## Start RECORDS SHOWN

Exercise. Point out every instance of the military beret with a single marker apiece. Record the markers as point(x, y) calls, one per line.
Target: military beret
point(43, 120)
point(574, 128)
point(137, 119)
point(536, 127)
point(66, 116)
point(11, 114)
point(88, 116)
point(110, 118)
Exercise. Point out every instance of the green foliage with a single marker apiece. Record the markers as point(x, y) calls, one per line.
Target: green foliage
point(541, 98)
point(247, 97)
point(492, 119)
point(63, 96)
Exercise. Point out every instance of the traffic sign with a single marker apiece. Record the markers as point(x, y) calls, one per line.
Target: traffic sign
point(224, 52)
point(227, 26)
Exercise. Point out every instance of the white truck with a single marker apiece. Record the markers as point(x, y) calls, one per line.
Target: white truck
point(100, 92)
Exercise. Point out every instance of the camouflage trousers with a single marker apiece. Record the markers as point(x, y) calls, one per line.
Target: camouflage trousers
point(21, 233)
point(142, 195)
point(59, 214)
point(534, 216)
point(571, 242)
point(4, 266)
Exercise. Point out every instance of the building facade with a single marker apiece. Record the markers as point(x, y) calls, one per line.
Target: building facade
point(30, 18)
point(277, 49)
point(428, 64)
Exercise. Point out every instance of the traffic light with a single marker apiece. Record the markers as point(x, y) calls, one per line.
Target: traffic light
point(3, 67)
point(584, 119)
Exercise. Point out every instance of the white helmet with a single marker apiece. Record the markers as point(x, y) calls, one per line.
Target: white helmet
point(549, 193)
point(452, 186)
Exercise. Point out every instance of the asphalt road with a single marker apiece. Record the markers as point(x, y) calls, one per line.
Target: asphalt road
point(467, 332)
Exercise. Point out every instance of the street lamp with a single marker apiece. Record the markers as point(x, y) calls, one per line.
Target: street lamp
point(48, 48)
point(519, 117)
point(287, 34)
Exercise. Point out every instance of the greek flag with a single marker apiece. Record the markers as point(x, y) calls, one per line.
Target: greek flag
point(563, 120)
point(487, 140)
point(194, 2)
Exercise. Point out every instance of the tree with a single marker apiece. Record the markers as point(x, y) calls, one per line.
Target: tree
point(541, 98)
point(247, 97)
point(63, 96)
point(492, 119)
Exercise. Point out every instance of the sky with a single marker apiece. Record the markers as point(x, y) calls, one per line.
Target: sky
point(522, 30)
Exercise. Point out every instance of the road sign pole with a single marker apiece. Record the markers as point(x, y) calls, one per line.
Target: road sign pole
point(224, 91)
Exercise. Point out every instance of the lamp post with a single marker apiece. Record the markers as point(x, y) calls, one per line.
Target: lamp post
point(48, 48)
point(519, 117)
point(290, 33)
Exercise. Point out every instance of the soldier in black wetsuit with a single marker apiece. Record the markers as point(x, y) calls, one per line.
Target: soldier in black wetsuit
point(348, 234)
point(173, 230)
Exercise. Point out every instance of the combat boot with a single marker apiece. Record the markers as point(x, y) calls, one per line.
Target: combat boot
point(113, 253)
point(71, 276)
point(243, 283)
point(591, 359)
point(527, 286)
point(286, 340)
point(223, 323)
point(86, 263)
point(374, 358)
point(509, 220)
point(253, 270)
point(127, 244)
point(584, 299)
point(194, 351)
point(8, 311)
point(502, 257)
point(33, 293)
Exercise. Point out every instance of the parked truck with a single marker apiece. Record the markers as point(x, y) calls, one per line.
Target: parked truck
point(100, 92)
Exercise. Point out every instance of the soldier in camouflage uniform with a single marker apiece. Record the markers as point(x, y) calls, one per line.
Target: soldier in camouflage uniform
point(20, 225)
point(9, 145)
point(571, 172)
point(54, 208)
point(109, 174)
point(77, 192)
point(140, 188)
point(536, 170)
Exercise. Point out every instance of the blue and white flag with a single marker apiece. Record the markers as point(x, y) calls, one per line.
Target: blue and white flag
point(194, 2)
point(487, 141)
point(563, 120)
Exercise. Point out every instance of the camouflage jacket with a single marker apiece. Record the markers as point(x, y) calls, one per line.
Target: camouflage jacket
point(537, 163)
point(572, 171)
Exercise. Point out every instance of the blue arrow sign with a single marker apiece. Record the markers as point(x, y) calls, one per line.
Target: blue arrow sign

## End RECORDS SHOWN

WORK TO BE COMPLETED —
Give the lines above again with "asphalt road" swapped for "paved road" everywhere, leaving everything else unchanged.

SOLUTION —
Exercise. Point out every instance of the military beret with a single marker apiece. Record the markers as point(x, y) calls, one per line.
Target: military beret
point(43, 120)
point(574, 128)
point(137, 119)
point(536, 127)
point(66, 116)
point(11, 114)
point(88, 116)
point(110, 118)
Exercise. Point out every instance of the green foliage with a single marker apiece. Record the markers as point(x, y) calls, one per line.
Target: green foliage
point(541, 98)
point(247, 97)
point(492, 119)
point(63, 96)
Exercise. Point out every instance of the traffic sign with a single marker apiece. Record the markers as point(x, y) calls, one per line.
Target: traffic sign
point(224, 52)
point(227, 26)
Exercise. Point out every instance of the white truck with a single marker apiece. Record the markers as point(x, y) calls, one per line.
Target: white truck
point(100, 92)
Exercise. Point out every instance of the camouflage trousers with a single marker apiece. Record the markers as point(x, y) calls, one per line.
Target: camouflage trousers
point(21, 233)
point(142, 195)
point(59, 214)
point(534, 216)
point(571, 242)
point(4, 266)
Exercise. Point out every instance of the building facade with a single marker apiece. Record the markers as point(x, y) calls, one per line.
Target: building facade
point(30, 18)
point(277, 49)
point(428, 64)
Exercise. Point out every instance of the traffic light with a single marker apiece. Record the markers as point(x, y) calls, one per line.
Target: traffic light
point(3, 67)
point(584, 119)
Exercise. Point out every instance of the white helmet with a single marker apiece. Record the markers as point(x, y) calls, one per line.
Target: white helmet
point(549, 193)
point(452, 186)
Exercise. Point out every instance of the paved road with a single marker apiece. Record the markers as point(x, y) calls, one per line.
Target: paved road
point(467, 332)
Exercise. Point out every instance of the street lamp with a single marker apiece. Record the markers as point(x, y) calls, one per line.
Target: street lamp
point(48, 48)
point(519, 117)
point(287, 34)
Exercise. Point out every instance of the greek flag with a single marker apiece. Record the markers as point(x, y) calls, one per line.
Target: greek flag
point(563, 120)
point(487, 140)
point(194, 2)
Exercise. Point out every instance of the tree with a single marker apiece. Record the markers as point(x, y) calls, one per line.
Target: tree
point(541, 98)
point(247, 97)
point(63, 96)
point(492, 119)
Exercise. Point out every instance of the sky with a single marker apiece. Record the markers as point(x, y) calls, one per line.
Target: sky
point(522, 30)
Exercise. Point out every instance of the road sign pole with a single marker apiece. Record the markers as point(x, y) calls, one per line.
Target: road sign pole
point(224, 91)
Exercise. Point out every instance of the lamp post with a single marker apiece. Record the markers as point(x, y) calls, one per line.
Target: lamp post
point(48, 48)
point(519, 117)
point(290, 33)
Exercise. Point out every instance of the soldier in black wetsuit with a single marker apiece. Record the markers as point(x, y) calls, one per line.
Target: soldier in black wetsuit
point(348, 234)
point(173, 230)
Exercise. Point out every instance of the combat boot with a single marker apiece. Record the markers as point(x, y) calls, one per line.
Target: combat boot
point(113, 253)
point(71, 276)
point(243, 283)
point(591, 359)
point(527, 286)
point(286, 340)
point(223, 323)
point(86, 263)
point(374, 358)
point(509, 220)
point(253, 270)
point(127, 244)
point(584, 299)
point(194, 351)
point(8, 311)
point(502, 257)
point(33, 293)
Exercise. Point out every instance of the parked truck with a single marker apiece. Record the markers as point(x, y) calls, one per line.
Target: parked truck
point(100, 92)
Exercise. Point out every instance of the soldier in camouflage uniform with a single marker apiece. Record the markers as point(x, y) calls, one per line.
Target: soldier in camouflage uniform
point(20, 225)
point(9, 145)
point(571, 172)
point(54, 208)
point(109, 174)
point(77, 192)
point(140, 188)
point(536, 170)
Exercise. Point out every instance of the blue and white flag with a single marker apiece. Record the markers as point(x, y) calls, one per line.
Target: blue and white flag
point(194, 2)
point(487, 141)
point(563, 120)
Exercise. Point out every instance of the camouflage jacket with a single marker apiece. Record the markers as point(x, y) calls, one per line.
Target: camouflage jacket
point(537, 163)
point(572, 171)
Exercise. Point out every instance of the blue arrow sign with a single marker apiece. Record the markers as point(x, y) calls, one per line.
Target: blue arrow sign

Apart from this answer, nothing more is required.